# Exercise requirements:
Copy out each line of the entries below word for word, leaving out the pictures.

Coordinate annotation entries:
************
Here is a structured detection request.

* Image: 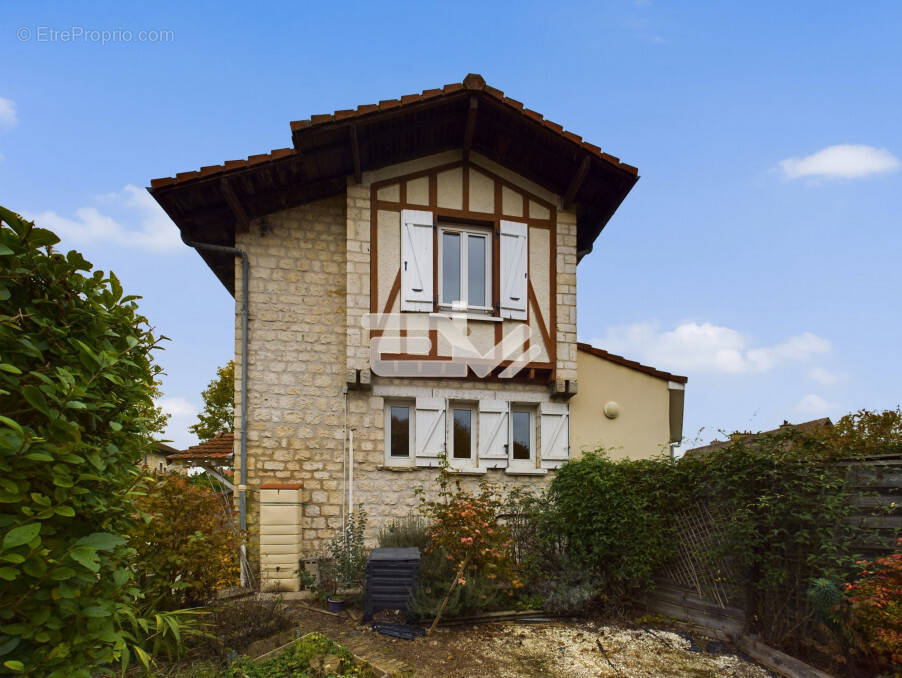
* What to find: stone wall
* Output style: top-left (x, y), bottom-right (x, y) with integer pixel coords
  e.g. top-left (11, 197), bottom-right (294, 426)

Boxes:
************
# Result of the task:
Here is a structured detection request.

* Image: 
* What to find: stone wall
* Output style: top-left (x, y), bottom-right (x, y) with integer pixel coords
  e.g. top-left (11, 197), bottom-right (294, 426)

Boxes:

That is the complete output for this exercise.